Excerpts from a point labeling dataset
_ _ _ _ _ _ _

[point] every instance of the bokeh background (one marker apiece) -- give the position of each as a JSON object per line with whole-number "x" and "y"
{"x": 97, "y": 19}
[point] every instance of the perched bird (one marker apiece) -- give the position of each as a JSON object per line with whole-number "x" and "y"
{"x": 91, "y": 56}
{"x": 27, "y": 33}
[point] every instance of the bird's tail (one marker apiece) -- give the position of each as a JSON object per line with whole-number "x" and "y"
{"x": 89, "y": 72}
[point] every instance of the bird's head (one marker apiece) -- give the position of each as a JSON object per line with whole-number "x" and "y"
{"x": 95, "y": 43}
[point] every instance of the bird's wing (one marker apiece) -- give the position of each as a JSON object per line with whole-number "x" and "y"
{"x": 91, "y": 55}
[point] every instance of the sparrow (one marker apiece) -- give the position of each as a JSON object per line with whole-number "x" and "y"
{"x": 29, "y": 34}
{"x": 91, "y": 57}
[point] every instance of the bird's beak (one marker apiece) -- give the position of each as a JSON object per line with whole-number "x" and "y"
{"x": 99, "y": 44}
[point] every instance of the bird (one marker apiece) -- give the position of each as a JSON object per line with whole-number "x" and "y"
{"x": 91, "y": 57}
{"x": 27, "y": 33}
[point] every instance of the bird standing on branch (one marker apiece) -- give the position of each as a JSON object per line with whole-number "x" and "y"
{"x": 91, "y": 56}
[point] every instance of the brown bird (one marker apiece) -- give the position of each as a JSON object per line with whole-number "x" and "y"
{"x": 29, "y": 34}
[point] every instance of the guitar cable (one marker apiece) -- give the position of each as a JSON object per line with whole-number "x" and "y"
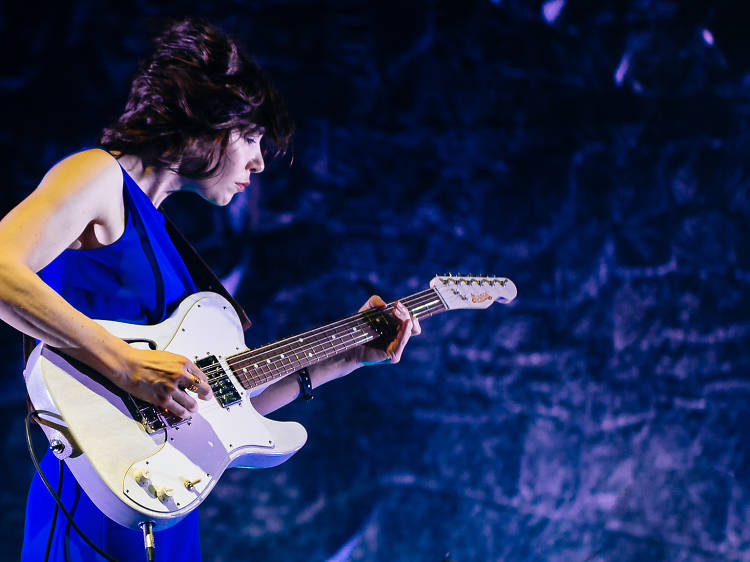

_ _ _ _ _ _ _

= YOUR OBJECTIVE =
Reproduce all of the lines above verbatim, omitting the picture from your reproduction.

= TASK ANSWER =
[point] every instance of the bokeh background (one marker apiece) -- give the position of each as a JSON object per line with whole-number "x" and "y"
{"x": 97, "y": 19}
[point] every instance of the perched bird (one marker apiece) -- give the position of each as a JSON object per line with whole-number "x" and "y"
{"x": 91, "y": 56}
{"x": 27, "y": 33}
[point] every instance of the bird's tail (one marker apiece) -- give the position of each as a JSON object per line with whole-number "x" and "y"
{"x": 89, "y": 72}
[point] every instance of the bird's head (one marker apiece) -- give the position of each as a JSON object per line with whole-number "x" and "y"
{"x": 95, "y": 43}
[point] every instance of the bird's wing (one marker apiece) -- give the position of each as a JSON object per line with whole-number "x" and "y"
{"x": 91, "y": 55}
[point] every instance of the sparrow (one marker apiece) -- give the position of each as a JSON object per line with whole-number "x" and "y"
{"x": 29, "y": 34}
{"x": 91, "y": 57}
[point] every instance of the bird's beak (one marker apiece) -- give the position of each as a JSON object per line with whole-number "x" and "y"
{"x": 99, "y": 44}
[point] every instance of the bird (one marker apiece) -- give the position of each as a JSON object per line with whole-number "x" and "y"
{"x": 91, "y": 57}
{"x": 27, "y": 33}
[point] every instance of the bird standing on branch (one marker apiece) -- give the position of each as a JSON object per line with whole-number "x" and "y"
{"x": 91, "y": 56}
[point] every instance of the brown bird (one marker apiece) -- give the position of each as a JSON object per line with whole-number "x" and "y"
{"x": 29, "y": 34}
[point] every instance of the guitar cable (one marker apiece) -- give the position of each as a JSON object per line with whole-number "x" and "y"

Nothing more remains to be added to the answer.